▸ Task brief: Count the lines in the entries below that contain the word "dishwasher". Reply with the number alone.

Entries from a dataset
#####
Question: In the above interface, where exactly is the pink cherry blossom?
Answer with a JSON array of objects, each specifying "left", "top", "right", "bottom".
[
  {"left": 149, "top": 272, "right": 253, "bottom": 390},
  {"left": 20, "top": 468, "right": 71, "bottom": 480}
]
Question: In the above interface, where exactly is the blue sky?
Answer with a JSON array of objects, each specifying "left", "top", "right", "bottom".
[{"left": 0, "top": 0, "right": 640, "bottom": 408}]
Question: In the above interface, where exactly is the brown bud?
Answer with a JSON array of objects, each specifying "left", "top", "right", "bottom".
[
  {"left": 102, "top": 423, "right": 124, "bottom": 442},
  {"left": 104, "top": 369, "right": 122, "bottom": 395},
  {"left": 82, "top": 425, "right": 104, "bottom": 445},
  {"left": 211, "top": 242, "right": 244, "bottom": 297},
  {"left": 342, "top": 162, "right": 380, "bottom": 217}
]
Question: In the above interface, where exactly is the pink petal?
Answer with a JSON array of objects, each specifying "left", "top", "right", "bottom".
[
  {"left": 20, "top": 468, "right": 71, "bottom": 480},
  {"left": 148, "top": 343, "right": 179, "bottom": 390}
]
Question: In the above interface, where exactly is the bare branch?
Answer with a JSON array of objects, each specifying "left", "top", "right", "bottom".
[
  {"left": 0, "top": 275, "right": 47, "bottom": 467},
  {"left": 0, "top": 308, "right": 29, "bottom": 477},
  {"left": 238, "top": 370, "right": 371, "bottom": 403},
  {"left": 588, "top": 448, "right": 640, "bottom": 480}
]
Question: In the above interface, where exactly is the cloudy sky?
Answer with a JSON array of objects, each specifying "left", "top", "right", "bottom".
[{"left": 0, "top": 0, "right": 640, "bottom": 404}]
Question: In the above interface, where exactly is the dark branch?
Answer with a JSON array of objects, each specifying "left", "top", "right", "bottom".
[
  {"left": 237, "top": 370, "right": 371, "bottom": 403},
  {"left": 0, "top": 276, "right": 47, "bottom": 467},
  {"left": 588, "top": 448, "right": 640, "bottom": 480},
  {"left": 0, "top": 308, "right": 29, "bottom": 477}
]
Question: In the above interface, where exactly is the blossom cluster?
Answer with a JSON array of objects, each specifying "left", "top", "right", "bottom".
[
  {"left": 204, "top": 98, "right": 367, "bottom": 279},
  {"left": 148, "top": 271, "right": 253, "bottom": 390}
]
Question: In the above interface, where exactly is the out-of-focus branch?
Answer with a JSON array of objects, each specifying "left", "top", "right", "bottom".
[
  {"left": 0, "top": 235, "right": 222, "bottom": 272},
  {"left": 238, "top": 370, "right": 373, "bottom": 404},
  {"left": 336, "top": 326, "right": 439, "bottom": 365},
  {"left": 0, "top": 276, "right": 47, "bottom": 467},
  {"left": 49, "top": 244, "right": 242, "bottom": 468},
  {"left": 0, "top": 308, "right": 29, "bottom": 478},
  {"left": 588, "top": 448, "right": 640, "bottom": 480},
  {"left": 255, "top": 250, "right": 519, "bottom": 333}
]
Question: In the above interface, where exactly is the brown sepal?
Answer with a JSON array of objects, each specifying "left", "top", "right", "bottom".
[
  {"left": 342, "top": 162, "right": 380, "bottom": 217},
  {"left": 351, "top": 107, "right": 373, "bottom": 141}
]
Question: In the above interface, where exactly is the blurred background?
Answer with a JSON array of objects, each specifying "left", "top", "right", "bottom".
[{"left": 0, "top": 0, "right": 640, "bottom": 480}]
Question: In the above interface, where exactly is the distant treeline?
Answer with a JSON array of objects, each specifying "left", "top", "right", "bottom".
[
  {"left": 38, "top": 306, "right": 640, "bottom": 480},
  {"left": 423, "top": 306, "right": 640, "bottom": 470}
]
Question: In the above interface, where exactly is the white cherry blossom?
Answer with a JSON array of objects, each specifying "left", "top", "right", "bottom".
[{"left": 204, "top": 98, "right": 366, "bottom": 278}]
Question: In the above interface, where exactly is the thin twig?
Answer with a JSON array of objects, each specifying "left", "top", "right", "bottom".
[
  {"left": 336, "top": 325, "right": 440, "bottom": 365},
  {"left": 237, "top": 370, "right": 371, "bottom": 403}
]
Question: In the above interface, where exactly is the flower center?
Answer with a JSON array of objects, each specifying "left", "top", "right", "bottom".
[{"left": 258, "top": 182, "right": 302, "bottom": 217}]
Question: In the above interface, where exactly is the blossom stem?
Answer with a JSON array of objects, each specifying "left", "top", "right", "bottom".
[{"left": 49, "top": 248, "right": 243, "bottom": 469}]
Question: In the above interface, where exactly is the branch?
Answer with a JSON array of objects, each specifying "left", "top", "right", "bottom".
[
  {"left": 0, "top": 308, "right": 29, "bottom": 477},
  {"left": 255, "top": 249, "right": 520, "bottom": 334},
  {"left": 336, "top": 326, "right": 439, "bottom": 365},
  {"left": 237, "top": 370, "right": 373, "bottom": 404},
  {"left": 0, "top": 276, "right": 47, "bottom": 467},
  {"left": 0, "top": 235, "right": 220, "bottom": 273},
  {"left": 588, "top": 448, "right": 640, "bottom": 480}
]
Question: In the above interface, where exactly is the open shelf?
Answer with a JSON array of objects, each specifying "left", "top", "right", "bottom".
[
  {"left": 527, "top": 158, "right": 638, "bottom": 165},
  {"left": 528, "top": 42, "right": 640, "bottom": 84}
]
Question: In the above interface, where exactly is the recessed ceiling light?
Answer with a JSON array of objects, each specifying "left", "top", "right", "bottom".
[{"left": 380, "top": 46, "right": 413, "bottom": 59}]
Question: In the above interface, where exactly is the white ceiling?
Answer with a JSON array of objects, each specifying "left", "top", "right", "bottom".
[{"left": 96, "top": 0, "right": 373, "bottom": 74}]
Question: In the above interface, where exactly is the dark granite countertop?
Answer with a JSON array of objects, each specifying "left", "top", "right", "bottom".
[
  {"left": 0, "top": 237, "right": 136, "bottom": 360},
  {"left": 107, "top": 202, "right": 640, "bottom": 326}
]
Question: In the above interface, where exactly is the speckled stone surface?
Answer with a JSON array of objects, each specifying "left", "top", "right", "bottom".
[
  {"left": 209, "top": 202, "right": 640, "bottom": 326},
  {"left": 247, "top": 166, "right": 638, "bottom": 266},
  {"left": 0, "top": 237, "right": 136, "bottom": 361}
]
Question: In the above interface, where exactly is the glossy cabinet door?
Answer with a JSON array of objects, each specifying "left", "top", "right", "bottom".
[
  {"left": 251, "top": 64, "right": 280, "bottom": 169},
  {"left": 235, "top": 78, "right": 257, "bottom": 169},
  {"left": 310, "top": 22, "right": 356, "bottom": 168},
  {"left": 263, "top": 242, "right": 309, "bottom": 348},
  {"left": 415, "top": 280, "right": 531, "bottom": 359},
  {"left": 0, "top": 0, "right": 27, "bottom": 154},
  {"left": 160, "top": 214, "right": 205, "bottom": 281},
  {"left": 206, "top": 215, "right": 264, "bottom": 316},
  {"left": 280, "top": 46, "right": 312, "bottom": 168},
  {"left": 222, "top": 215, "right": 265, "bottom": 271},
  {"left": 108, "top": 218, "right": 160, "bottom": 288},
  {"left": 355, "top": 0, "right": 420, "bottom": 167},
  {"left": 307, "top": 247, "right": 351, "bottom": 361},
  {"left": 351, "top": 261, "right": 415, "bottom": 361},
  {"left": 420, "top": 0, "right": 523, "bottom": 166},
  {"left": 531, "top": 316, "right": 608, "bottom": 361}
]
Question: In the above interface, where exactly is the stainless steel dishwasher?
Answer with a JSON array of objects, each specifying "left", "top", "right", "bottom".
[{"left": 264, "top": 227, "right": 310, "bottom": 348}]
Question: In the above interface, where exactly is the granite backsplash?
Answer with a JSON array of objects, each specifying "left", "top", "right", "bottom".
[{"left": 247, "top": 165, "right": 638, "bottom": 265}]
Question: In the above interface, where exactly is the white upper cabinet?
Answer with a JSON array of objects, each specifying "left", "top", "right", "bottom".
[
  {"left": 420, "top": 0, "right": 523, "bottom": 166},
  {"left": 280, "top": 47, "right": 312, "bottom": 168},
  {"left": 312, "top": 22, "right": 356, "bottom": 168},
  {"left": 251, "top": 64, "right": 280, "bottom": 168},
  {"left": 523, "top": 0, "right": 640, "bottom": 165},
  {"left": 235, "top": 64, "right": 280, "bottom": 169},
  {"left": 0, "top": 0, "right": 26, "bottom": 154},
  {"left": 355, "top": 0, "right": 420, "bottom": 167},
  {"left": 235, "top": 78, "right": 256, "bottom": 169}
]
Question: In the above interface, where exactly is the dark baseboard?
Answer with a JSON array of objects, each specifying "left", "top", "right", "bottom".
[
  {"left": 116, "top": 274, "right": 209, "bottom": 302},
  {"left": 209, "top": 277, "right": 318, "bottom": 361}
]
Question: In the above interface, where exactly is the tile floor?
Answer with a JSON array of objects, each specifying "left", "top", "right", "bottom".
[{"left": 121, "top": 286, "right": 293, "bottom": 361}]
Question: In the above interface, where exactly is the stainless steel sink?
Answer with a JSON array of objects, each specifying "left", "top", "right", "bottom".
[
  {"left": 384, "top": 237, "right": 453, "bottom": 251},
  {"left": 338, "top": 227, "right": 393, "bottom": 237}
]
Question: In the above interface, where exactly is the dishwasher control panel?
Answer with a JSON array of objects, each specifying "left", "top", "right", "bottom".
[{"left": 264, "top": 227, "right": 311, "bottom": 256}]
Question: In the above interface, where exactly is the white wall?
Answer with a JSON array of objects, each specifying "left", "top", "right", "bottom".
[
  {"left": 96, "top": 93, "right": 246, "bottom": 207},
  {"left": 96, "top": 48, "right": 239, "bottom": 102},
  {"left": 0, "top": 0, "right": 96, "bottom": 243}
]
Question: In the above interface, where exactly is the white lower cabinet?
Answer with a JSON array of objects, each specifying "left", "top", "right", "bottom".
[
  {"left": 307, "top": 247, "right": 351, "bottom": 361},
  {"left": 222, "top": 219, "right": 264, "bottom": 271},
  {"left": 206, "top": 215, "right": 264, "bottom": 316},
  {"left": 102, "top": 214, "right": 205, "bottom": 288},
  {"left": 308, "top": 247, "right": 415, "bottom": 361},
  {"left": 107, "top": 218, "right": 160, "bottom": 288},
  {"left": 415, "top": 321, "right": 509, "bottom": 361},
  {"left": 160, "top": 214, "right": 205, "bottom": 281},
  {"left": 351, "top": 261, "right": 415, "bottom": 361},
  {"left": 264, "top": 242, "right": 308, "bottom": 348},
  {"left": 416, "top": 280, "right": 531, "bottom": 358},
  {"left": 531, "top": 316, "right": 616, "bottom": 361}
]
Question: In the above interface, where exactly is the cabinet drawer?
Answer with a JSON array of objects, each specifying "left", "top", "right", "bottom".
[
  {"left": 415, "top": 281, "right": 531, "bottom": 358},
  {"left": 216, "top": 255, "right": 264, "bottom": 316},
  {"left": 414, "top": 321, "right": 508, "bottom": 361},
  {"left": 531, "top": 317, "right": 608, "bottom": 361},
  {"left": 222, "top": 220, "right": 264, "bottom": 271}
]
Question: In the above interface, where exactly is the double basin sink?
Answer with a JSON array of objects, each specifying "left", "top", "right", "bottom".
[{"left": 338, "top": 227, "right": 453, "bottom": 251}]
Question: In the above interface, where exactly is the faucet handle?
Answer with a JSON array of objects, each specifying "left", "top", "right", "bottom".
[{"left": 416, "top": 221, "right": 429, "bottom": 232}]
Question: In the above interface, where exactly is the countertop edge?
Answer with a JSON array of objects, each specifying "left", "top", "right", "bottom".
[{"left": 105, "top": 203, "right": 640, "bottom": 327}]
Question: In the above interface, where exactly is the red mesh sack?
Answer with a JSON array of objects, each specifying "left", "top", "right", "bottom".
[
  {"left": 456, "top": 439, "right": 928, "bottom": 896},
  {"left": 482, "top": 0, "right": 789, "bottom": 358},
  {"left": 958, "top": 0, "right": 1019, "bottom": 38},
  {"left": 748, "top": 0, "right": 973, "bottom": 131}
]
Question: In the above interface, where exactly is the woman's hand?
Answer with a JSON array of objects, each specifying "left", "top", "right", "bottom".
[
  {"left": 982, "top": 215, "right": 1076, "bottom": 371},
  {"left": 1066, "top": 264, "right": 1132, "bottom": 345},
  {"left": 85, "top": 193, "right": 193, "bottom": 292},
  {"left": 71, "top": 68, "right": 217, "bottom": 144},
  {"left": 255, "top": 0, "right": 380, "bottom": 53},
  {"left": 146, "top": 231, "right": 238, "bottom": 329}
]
#####
▸ Output below: 2